#### Extrait du texte ####
Pour voir si..., j'ai complété par la lecture d'un livre
très antérieur, Feu le monde bourgeois : agréable
à lire celui-ci, plus classique et riche de l'histoire politique
concrète du pays, mais peut-être y manque-t-il aussi le souffle
ou l'étincelle qui me donneraient envie de continuer avec elle,
Nadine G.
Katell
L'histoire aurait eu tout pour me plaire. Même si les débuts
sont assez convenus, le fait que l'héroïne parte dans ce pays
(qui a deviné lequel ? j'avoue ma paresse à essayer
de creuser pour trouver) constituait un joli tournant narratif. Hélas !
J'ai été profondément rebutée par le style.
Je n'arrive pas à rentrer dans ces tournures de phrases hachées,
heurtées... Parfois, je ne savais même plus de quoi il était
sujet. Et aussi, surtout, cette manière d'effleurer les choses,
les êtres... Sans consistance, on devine à peine qui ils
sont vraiment. D'ailleurs, l'auteur en fait l'aveu après le premier
tiers du livre, en écrivant qu'elle avait à peine décrit
son héroïne qui se révèle fadasse...
Enfin et surtout, ce pourquoi je ne rentre pas dans cette histoire, c'est
le statut de cet homme, de leur amour. Le titre est révélateur :
un AMANT de fortune... (en anglais, The Pickup mais je ne manie
pas la langue de Shakespeare pour comprendre la subtilité de la
traduction). Bref, pour moi, qui ai mes petites cases bien confortables
pour comprendre le monde, un amant n'est pas un compagnon, ni même
un mari (un compagnon ou un mari peuvent cependant être des amants
bien sûr...). Je n'ai absolument pas saisi de quel ordre était
leur attachement : amour ? Je me pose la question car rien dans
la narration n'indique une connivence, une complicité, un attachement
profond, mis à part qu'ils font bien l'amour ensemble (et en plus,
y a même pas d'érotisme, ni de sexe). Alors, là d'accord,
c'est un amant. Mais est-ce que pour un amant on part, on lâche
tout pour aller se plonger dans une culture différente ? Même
quand on est une enfant gâtée de l'Occident ? Enfin,
les pages dans cette famille, qui auraient pu être admirables (je
pense à ma propre expérience très brève de
vie commune dans une famille marocaine très modeste), sont complètement
ratées. Les scènes sont convenues, le choc des cultures
esquissé. Seules l'acceptation et l'ouverture de cette famille
face à cette étrangère m'ont paru assez intéressantes.
####
**Détail de la tâche**
Dites, par oui ou par non, si chaque affirmation ci-dessous concorde avec l'extrait placé plus haut, et citez à chaque fois les mots de l'extrait qui tranchent la question. 1. Le titre anglais du livre est The Pickup. 2. Le style du livre a été apprécié. 3. L'acceptation et l'ouverture de la famille face à l'étrangère ont paru assez intéressantes.
#### Données extraites ####
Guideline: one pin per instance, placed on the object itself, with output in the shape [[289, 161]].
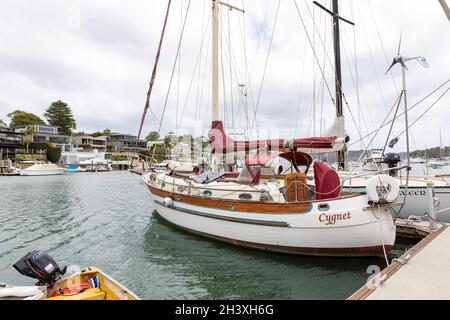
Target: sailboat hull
[[416, 203], [362, 234]]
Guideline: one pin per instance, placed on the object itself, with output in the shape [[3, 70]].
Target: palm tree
[[29, 132]]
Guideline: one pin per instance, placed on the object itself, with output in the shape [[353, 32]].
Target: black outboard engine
[[392, 159], [39, 265]]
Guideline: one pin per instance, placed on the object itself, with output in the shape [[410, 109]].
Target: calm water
[[106, 220]]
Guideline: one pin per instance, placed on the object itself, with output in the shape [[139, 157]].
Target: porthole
[[207, 193], [245, 196]]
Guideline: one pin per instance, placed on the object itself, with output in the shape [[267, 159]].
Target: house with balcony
[[45, 133], [88, 142], [118, 142], [10, 142]]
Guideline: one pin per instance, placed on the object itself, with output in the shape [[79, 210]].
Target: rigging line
[[200, 70], [300, 96], [267, 62], [236, 74], [335, 75], [386, 57], [203, 77], [192, 78], [224, 93], [354, 81], [314, 52], [260, 38], [410, 108], [426, 111], [231, 69], [373, 138], [358, 98], [382, 46], [314, 65], [246, 70], [322, 125], [377, 77], [179, 68], [173, 70], [392, 123], [155, 67]]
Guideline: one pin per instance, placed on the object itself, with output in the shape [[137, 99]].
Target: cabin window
[[245, 196], [207, 193]]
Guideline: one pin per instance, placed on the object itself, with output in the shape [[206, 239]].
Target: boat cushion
[[328, 184]]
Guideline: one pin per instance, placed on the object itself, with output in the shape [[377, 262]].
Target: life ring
[[168, 202], [382, 187]]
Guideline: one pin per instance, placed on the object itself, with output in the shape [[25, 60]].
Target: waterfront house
[[79, 157], [10, 141], [81, 140], [45, 133], [124, 142]]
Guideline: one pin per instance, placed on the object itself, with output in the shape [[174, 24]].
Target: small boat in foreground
[[42, 169], [88, 284]]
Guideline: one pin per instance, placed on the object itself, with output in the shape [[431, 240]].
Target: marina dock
[[420, 273]]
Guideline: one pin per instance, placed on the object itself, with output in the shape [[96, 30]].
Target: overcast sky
[[98, 57]]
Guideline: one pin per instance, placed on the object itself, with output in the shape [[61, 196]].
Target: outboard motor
[[392, 159], [39, 265]]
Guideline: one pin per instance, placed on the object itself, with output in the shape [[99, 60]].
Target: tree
[[28, 135], [60, 115], [152, 136], [22, 118]]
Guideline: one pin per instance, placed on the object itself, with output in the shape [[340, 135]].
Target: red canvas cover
[[328, 184], [223, 144]]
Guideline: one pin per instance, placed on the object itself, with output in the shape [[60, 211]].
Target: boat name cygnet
[[331, 219]]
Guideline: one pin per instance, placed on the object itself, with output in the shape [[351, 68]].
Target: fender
[[386, 182]]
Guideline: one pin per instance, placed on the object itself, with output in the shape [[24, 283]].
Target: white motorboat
[[42, 169], [416, 193], [373, 160], [276, 213]]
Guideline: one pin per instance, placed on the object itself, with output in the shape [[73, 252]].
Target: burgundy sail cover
[[223, 144], [328, 184]]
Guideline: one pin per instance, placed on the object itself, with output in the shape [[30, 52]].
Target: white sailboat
[[260, 209]]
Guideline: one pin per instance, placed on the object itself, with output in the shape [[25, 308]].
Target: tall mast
[[215, 60], [342, 154], [342, 163]]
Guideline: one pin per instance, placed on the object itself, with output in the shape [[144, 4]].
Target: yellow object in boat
[[89, 284]]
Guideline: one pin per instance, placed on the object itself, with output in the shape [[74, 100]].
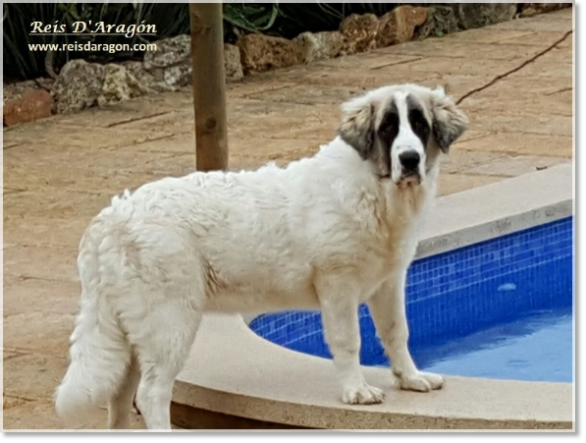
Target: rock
[[171, 62], [78, 86], [28, 107], [146, 78], [398, 26], [441, 20], [477, 15], [261, 53], [119, 85], [232, 63], [531, 9], [359, 32], [170, 52], [319, 46]]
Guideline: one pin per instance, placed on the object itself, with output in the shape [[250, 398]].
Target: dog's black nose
[[409, 160]]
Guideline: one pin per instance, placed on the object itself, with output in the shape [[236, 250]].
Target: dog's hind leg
[[161, 354], [339, 308], [122, 403]]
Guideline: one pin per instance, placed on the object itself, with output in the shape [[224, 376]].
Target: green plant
[[171, 19]]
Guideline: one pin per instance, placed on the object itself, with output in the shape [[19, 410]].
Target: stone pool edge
[[225, 375]]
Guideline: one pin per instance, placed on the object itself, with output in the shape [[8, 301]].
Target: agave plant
[[171, 19]]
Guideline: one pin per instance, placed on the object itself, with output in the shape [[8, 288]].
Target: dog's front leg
[[387, 308], [339, 308]]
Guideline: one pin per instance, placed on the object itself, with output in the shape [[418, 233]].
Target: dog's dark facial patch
[[418, 121], [389, 127], [386, 134]]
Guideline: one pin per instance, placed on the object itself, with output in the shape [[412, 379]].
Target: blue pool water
[[498, 309]]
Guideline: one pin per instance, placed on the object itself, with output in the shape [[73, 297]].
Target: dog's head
[[402, 129]]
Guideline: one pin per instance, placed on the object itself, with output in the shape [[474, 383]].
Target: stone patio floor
[[59, 172]]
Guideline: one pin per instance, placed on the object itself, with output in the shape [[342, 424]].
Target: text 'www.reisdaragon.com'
[[110, 48]]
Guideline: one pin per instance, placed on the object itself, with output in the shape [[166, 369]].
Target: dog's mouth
[[408, 180]]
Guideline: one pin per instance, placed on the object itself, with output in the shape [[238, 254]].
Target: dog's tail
[[99, 360]]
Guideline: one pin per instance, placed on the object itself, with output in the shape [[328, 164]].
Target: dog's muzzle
[[410, 161]]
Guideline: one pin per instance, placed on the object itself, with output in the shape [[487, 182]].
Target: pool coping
[[224, 373]]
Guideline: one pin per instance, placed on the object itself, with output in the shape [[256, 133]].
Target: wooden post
[[209, 96]]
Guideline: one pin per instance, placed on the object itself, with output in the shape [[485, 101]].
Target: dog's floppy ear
[[357, 128], [449, 122]]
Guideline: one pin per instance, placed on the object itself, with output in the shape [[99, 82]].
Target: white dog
[[329, 232]]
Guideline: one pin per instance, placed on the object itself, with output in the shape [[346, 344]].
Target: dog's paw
[[421, 382], [363, 395]]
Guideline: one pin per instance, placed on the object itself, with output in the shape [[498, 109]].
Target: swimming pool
[[498, 309]]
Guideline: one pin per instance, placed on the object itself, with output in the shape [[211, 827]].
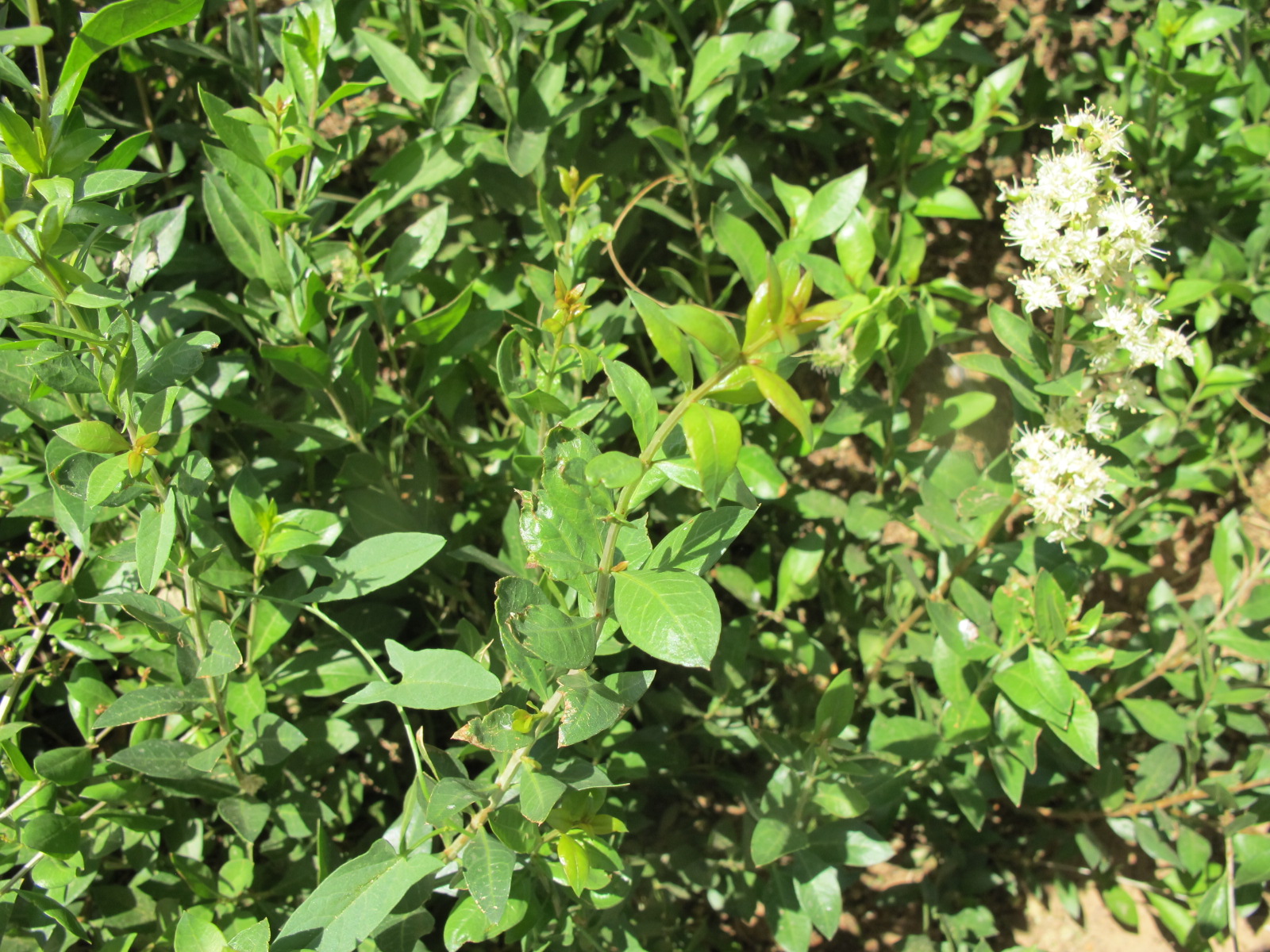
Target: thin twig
[[618, 225], [937, 596], [1147, 806]]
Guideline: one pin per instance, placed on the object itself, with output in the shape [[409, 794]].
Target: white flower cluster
[[1085, 232], [1064, 479]]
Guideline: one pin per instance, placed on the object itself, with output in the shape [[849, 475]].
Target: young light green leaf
[[156, 531], [772, 839], [664, 336], [575, 862], [742, 244], [146, 704], [253, 939], [51, 833], [700, 543], [711, 329], [370, 565], [637, 399], [349, 903], [21, 140], [487, 867], [832, 203], [592, 706], [196, 935], [787, 401], [402, 73], [94, 437], [106, 478], [836, 706], [432, 679], [672, 615], [714, 441], [114, 25], [222, 654], [614, 470], [556, 638], [417, 245]]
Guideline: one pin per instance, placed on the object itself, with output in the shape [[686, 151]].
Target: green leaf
[[539, 795], [417, 245], [714, 441], [670, 613], [1081, 730], [106, 478], [432, 679], [781, 397], [591, 706], [51, 833], [717, 57], [1206, 23], [1016, 333], [713, 330], [575, 862], [664, 336], [247, 816], [855, 248], [997, 88], [837, 704], [159, 757], [487, 867], [1160, 720], [64, 766], [956, 413], [156, 532], [25, 36], [637, 399], [374, 564], [21, 140], [556, 638], [1052, 681], [12, 267], [114, 25], [402, 73], [927, 38], [349, 903], [742, 244], [700, 543], [799, 569], [819, 894], [238, 135], [222, 654], [562, 524], [772, 839], [302, 365], [94, 437], [196, 935], [497, 731], [949, 202], [832, 205], [146, 704], [1121, 904], [614, 470]]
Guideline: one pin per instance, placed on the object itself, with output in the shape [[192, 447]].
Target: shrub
[[578, 474]]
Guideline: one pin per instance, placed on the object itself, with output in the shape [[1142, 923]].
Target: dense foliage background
[[366, 355]]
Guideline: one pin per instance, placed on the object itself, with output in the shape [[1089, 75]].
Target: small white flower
[[1064, 480], [1038, 292]]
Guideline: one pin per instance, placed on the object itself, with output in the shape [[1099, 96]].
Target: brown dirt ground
[[1052, 930]]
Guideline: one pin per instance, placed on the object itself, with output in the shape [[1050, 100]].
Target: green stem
[[253, 22], [603, 585], [194, 607], [44, 98]]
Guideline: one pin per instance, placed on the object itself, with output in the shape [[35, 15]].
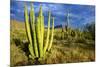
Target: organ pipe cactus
[[38, 46]]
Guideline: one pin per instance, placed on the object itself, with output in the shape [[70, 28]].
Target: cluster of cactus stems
[[38, 46]]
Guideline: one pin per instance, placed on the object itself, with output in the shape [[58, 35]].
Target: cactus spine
[[35, 33]]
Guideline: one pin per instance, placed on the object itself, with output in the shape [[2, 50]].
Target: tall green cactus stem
[[35, 33], [48, 33], [52, 33], [32, 20], [40, 26], [28, 30]]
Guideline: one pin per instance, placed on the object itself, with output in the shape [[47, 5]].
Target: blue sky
[[79, 15]]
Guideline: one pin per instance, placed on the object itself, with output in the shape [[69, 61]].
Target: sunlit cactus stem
[[52, 33], [48, 34], [32, 20], [35, 33], [28, 31]]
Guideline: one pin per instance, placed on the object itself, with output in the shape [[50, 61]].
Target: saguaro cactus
[[35, 33]]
####
**Résultat ci-dessous**
1. Oui : « en anglais, The Pickup ».
2. Non : « J'ai été profondément rebutée par le style. »
3. Oui : « Seules l'acceptation et l'ouverture de cette famille face à cette étrangère m'ont paru assez intéressantes. »